** START OF DOCUMENT SECTION **
These other songs possibly had a bad effect at the time because they indicated that Tomorrow was a group that was going to play around with its style, as sweet as the songs are, and I do think that they're in fact very sweet, and because Keith wrote them I like them for many, many reasons. So I'm not against them, but as I think as a style thing, they were a bit out of place, and I listened to them just now to make sure that this is a current view; although they're quite well played and I played on them all--usually just a sort of electric rhythm guitar--Mark embellishes a lot on the keyboards. They had a certain light and shape, maybe one of them could have been a nice contrast for the album...so I don't hold any malice about it or anything, but I just feel that they take away a little from the general style of the album.

MOT: Do you think it might have made it twee, for a lack of a better word?

SH:
Yeah, yeah.

MOT: It struck me how because of those songs the content is very much like SGT. PEPPER; it's not filled exclusively with love songs, but has these little vignettes as they were about people and places, like Colonel Brown and Auntie Mary's Dress Shop, and Colonel Brown is even mentioned in Auntie Mary's Dress Shop. It almost had a flavor of that time, so it's almost appropriate.

SH: You know what, they should have been part of TEENAGE OPERA, because they're so much like TEENAGE OPERA. You know, in my mind, they would have been great to have completed the TEENAGE OPERA. I don't know whether Keith ever thought about that, or whether in fact they might even be true that they were written in the same time, and these character writings--you brought a very good point in, that unlike maybe what I said, one or maybe even two of them... three was maybe a bit too much of the diversions tracks, but they do show a certain humor, and like you say a different kind of writing, not about love but about personality, people, just about people with names, you know and it's fun isn't it? It's quite fun.

MOT: Yeah, experiences as it were as opposed to love songs.

SH:
Yeah, maybe it was a bit like the Move had the fire brigade and things like that. Keith was interested in that kind of writing, and that's how he got "Grocer Jack" and all that. You know, it's a nice side.

MOT: I can see what you are saying, because it was a little top-heavy, especially with "Three Jolly Little Dwarfs", I mean that song kind of goes over the line [laughs].

SH:
It does, yeah. It's my least favorite song; I used to love it. I used to like playing it, but it's actually one of the most trivial things we ever did, and I don't like the radio version--in fact I don't think I like any version of that song much. I skip it, because although it's got fun in it that is reasonably acceptable, it's something I only want to hear on rare occasions.

MOT: Total throwaway.

SH:
Yes.

MOT: Getting back to the album itself, did Keith handle all the vocals on the album?
** END OF DOCUMENT SECTION **
** START OF DATASET RECORDS **
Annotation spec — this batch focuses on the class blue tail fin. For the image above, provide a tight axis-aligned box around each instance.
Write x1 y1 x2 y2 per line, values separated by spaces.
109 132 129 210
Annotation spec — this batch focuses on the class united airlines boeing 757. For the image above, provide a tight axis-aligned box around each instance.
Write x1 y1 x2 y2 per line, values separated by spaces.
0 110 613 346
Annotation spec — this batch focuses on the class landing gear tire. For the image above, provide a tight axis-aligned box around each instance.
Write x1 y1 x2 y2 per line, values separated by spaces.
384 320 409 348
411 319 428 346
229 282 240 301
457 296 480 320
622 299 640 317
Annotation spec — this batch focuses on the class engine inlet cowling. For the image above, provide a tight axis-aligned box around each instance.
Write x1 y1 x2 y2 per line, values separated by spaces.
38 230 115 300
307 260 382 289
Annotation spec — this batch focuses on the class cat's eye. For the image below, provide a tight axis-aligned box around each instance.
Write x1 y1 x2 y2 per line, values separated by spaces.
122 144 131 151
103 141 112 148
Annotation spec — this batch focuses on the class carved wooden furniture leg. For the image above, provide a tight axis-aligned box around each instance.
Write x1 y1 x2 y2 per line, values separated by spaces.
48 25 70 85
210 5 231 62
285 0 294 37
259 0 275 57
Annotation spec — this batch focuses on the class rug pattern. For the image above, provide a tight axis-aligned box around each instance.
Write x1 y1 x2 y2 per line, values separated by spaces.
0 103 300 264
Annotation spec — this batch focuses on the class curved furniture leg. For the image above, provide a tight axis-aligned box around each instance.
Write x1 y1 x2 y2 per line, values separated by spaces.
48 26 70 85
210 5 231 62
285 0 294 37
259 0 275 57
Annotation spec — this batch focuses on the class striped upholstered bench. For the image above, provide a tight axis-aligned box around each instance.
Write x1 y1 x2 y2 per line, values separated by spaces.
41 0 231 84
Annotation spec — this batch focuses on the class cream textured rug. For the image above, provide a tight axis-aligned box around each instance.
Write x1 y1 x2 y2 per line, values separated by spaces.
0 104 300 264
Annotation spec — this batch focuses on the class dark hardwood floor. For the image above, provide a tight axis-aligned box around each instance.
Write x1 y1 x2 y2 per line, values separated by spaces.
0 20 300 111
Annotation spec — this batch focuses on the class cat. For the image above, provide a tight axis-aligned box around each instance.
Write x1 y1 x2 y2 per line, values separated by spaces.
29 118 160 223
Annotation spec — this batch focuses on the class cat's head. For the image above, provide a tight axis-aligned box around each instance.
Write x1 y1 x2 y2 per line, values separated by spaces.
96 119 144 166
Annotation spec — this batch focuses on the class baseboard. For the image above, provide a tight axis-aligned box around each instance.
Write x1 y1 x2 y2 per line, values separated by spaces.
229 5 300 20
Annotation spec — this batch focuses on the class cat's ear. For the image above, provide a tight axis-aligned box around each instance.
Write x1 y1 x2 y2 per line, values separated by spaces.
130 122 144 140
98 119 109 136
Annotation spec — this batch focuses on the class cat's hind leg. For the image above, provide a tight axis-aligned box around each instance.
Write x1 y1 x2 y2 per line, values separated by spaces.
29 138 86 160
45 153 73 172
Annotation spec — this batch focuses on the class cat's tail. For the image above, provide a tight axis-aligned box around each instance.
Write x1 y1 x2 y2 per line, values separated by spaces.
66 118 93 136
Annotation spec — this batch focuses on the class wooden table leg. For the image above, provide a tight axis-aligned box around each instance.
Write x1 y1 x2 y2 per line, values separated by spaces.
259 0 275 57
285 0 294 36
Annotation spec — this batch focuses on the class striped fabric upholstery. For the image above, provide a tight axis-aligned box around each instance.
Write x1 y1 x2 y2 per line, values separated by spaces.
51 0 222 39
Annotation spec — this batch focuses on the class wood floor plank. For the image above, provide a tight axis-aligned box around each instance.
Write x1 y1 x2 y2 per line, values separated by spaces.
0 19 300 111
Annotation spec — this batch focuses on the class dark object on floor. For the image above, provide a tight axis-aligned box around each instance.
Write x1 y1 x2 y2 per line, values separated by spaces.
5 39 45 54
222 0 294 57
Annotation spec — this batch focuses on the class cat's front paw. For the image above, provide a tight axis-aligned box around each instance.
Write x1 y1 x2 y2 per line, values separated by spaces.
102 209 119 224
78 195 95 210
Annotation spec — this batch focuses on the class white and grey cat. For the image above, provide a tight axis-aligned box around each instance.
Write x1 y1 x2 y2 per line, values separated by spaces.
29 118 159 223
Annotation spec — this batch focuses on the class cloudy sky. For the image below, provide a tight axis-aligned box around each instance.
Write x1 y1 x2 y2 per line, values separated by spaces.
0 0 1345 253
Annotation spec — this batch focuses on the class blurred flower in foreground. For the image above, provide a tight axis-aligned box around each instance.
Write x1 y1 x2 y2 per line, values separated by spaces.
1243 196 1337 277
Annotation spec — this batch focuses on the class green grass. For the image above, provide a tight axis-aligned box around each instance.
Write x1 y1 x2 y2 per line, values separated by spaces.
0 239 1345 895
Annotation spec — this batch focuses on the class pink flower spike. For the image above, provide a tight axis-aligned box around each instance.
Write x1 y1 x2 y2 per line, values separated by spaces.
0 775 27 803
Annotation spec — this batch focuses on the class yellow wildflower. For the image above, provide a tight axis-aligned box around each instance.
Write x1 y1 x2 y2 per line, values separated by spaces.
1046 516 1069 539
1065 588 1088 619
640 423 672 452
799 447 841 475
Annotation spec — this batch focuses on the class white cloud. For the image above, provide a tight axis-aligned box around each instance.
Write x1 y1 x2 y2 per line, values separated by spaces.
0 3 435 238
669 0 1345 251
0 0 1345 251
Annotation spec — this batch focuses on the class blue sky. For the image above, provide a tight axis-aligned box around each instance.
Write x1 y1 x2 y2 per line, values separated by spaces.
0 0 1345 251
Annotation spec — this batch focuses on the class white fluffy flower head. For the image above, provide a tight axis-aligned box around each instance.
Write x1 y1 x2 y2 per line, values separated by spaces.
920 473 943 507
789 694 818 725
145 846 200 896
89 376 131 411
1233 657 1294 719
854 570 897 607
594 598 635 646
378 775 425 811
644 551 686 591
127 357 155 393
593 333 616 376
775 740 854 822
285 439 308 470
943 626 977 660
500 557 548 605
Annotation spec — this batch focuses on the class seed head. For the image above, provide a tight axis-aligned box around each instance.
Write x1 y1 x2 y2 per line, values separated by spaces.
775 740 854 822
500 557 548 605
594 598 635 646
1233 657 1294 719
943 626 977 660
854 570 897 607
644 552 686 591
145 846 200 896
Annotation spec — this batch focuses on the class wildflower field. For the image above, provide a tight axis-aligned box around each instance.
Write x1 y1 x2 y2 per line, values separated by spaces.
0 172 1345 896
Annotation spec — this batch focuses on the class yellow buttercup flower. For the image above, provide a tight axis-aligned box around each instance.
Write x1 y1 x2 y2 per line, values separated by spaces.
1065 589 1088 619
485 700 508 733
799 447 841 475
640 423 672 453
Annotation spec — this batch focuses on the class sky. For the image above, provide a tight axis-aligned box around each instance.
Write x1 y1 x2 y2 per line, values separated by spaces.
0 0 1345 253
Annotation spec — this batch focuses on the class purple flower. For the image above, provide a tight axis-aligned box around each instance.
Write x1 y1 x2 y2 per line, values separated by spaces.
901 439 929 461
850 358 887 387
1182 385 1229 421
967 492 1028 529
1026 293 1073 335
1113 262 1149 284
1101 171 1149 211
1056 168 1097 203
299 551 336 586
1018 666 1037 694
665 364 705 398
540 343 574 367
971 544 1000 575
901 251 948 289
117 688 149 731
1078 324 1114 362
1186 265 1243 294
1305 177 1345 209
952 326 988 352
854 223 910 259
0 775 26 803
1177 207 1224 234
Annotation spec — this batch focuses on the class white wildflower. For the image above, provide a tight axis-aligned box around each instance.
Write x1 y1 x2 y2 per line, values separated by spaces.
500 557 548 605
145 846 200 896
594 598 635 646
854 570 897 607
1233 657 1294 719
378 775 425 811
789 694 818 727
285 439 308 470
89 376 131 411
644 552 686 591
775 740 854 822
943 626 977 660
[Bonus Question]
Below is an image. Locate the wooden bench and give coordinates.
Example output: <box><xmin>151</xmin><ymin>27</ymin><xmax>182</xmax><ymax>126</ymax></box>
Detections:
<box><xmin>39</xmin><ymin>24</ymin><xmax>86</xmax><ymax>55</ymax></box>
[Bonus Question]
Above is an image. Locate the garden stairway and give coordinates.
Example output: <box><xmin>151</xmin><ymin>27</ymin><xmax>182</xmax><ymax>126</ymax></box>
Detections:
** END OF DATASET RECORDS **
Revise the interview excerpt between "These other songs" and "of the album.", inclusive, changing "electric" to "acoustic". The data comes from a separate source unrelated to the interview excerpt.

_SOLUTION_
These other songs possibly had a bad effect at the time because they indicated that Tomorrow was a group that was going to play around with its style, as sweet as the songs are, and I do think that they're in fact very sweet, and because Keith wrote them I like them for many, many reasons. So I'm not against them, but as I think as a style thing, they were a bit out of place, and I listened to them just now to make sure that this is a current view; although they're quite well played and I played on them all--usually just a sort of acoustic rhythm guitar--Mark embellishes a lot on the keyboards. They had a certain light and shape, maybe one of them could have been a nice contrast for the album...so I don't hold any malice about it or anything, but I just feel that they take away a little from the general style of the album.